Return the lines from the one containing "Expected: one point per instance of the rocky ledge, reported" through the end of the lines below, reproducing them exactly.
--- Start MATERIALS PROVIDED ---
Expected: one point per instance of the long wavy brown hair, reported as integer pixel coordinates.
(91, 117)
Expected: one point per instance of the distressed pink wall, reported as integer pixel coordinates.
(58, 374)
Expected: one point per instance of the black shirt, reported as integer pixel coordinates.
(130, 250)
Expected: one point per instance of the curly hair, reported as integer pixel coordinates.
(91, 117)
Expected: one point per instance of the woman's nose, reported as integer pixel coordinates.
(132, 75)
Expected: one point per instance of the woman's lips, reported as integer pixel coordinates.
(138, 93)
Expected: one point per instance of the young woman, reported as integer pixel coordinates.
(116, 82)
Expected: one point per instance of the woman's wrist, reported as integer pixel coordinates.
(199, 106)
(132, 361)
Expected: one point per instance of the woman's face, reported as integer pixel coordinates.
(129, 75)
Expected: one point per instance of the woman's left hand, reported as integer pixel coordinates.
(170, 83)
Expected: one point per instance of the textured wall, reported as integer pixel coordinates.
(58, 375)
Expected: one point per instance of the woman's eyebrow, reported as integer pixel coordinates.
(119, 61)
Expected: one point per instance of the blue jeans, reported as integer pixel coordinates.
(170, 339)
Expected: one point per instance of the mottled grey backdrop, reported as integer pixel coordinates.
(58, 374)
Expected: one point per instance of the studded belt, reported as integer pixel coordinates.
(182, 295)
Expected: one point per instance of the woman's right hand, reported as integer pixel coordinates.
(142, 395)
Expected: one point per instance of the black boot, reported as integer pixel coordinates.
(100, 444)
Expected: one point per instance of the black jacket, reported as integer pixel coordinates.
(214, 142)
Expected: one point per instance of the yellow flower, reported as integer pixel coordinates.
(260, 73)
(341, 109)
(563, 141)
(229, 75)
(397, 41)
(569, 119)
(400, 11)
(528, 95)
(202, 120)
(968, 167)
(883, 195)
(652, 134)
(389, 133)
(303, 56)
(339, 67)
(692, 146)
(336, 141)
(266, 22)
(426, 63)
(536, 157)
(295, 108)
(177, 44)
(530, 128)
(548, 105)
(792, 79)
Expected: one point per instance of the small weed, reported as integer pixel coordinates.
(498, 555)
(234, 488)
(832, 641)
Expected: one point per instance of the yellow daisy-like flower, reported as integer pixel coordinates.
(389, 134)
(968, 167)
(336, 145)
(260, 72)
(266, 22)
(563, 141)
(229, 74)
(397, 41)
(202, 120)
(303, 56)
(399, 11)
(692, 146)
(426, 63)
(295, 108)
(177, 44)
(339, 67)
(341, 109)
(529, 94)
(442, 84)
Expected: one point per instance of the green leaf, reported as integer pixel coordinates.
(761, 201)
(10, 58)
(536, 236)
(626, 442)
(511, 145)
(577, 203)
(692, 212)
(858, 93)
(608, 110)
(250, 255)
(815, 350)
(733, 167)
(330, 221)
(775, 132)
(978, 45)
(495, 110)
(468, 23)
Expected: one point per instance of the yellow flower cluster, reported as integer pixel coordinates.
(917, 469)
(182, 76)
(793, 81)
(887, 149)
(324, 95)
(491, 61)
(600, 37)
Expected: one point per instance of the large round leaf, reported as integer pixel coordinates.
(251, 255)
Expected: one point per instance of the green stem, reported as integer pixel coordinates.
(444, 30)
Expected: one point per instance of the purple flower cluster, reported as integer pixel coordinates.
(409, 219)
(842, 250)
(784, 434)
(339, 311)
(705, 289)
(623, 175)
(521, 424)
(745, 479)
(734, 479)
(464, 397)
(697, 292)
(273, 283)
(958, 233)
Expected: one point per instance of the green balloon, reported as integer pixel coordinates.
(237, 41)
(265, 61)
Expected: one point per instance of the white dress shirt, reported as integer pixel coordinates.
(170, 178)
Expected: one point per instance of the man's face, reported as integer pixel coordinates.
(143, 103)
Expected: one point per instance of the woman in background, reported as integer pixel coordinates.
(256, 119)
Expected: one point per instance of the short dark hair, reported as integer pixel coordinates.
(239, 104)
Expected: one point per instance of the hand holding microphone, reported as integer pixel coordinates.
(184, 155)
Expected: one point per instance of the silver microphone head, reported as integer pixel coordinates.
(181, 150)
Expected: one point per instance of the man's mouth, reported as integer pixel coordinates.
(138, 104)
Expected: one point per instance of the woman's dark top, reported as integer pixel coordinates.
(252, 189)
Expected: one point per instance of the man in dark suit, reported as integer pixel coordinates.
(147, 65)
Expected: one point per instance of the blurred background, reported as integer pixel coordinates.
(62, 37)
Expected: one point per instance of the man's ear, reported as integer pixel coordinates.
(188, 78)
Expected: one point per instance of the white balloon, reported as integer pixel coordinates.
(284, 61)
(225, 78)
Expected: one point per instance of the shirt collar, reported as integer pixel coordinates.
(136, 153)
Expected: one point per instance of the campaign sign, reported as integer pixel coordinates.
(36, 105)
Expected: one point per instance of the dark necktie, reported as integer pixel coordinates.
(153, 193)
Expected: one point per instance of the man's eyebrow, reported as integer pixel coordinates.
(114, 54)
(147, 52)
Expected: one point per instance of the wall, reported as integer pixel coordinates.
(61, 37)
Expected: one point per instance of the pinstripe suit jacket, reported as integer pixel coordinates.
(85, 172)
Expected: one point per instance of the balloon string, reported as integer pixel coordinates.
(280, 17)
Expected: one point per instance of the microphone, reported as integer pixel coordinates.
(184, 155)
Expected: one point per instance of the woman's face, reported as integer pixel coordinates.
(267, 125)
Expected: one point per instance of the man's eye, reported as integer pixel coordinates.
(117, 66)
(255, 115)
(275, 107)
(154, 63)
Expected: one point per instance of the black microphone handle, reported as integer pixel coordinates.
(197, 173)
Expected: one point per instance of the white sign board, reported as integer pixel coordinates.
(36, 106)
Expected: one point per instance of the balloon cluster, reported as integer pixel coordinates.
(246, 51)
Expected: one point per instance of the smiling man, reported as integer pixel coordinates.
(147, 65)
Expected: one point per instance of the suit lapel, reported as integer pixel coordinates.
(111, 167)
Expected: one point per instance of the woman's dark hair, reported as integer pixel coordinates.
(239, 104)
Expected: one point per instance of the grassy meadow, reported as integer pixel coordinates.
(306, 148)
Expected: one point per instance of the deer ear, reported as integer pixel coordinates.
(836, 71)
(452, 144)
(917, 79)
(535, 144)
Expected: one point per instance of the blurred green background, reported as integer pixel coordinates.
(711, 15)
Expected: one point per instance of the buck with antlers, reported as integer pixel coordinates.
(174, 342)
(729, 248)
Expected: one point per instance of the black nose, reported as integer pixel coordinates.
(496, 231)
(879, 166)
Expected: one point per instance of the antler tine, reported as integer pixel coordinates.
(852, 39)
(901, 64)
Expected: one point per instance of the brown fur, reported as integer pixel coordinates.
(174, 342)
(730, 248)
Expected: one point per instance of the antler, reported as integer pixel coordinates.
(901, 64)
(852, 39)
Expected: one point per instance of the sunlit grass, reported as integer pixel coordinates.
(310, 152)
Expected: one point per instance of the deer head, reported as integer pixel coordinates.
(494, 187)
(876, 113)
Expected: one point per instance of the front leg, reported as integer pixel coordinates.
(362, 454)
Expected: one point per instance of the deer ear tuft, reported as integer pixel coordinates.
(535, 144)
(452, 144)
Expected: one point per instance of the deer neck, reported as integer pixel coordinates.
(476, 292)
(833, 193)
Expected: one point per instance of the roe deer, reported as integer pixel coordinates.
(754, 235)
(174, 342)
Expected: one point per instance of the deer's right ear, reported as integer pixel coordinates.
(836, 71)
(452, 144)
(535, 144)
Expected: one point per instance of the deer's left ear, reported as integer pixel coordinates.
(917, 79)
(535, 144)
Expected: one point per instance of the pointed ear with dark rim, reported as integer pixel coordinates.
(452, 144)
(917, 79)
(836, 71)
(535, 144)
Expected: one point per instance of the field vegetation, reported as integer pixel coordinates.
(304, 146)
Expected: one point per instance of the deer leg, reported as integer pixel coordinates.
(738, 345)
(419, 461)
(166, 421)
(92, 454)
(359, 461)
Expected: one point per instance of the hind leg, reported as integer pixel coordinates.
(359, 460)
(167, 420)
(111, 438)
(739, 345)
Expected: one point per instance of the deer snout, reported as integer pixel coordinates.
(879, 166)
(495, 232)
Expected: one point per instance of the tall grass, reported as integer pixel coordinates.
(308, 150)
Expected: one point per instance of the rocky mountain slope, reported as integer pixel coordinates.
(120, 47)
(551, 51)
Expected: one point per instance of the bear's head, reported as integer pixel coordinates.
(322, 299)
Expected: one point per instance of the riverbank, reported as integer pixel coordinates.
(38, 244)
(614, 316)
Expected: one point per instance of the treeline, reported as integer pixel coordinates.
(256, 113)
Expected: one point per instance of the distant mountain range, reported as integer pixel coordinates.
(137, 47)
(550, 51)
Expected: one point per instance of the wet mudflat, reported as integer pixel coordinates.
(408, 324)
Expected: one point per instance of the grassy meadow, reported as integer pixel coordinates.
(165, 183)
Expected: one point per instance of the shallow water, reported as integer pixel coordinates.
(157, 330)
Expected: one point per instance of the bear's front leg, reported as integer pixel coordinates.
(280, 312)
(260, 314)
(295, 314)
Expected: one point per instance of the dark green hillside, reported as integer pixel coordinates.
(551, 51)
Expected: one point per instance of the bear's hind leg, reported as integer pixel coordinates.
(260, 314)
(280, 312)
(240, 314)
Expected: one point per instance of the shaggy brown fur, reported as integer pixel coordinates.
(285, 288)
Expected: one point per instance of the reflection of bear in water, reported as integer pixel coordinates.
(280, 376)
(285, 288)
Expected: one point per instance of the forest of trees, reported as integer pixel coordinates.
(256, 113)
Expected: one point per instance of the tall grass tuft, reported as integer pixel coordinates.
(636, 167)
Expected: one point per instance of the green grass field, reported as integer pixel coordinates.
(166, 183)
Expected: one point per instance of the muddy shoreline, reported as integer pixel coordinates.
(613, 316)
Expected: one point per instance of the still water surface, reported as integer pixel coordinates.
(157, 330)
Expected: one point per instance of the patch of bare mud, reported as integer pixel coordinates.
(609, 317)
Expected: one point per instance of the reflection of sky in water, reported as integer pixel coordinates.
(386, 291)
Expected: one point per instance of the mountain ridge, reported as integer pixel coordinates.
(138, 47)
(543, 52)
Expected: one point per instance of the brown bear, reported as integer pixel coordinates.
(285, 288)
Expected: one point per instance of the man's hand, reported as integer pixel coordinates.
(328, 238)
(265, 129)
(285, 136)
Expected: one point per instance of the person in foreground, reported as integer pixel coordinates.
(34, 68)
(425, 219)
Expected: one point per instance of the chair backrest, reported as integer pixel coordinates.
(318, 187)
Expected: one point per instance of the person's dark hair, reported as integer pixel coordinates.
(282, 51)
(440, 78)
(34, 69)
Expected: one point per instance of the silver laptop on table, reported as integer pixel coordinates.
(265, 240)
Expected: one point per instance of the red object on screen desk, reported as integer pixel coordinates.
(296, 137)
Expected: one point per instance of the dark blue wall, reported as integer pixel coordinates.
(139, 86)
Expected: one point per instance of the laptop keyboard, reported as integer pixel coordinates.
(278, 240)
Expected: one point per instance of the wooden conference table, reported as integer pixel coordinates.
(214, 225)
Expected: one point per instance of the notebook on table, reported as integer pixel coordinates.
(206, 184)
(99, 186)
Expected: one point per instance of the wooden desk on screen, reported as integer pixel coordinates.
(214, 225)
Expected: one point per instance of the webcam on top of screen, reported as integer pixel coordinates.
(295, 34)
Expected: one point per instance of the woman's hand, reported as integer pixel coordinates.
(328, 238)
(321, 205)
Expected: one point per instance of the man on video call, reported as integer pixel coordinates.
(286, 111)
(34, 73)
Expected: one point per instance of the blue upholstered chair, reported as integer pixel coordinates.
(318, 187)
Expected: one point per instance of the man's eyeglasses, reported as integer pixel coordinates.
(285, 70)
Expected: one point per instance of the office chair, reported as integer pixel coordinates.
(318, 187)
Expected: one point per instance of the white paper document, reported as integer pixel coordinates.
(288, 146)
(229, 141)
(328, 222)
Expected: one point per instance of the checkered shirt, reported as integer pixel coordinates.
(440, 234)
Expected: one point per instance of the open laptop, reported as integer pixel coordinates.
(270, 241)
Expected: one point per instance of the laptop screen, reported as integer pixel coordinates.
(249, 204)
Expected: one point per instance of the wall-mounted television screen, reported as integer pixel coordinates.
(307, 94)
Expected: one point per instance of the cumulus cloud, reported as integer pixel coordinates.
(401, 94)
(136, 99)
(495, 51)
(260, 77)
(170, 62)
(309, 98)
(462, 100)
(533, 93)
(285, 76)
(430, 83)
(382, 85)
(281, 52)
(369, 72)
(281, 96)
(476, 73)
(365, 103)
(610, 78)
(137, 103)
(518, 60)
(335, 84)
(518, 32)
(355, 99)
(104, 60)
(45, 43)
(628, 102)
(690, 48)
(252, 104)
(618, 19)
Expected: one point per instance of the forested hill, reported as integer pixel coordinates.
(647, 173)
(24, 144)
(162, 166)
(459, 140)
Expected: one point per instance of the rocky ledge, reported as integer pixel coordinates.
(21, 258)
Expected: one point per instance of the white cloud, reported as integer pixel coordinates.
--- End MATERIALS PROVIDED ---
THE SOLUTION
Expected: one point per instance of the rocky ledge, reported as integer pixel coordinates.
(21, 258)
Expected: one point per instance of the white cloud, reported as integer pixel coordinates.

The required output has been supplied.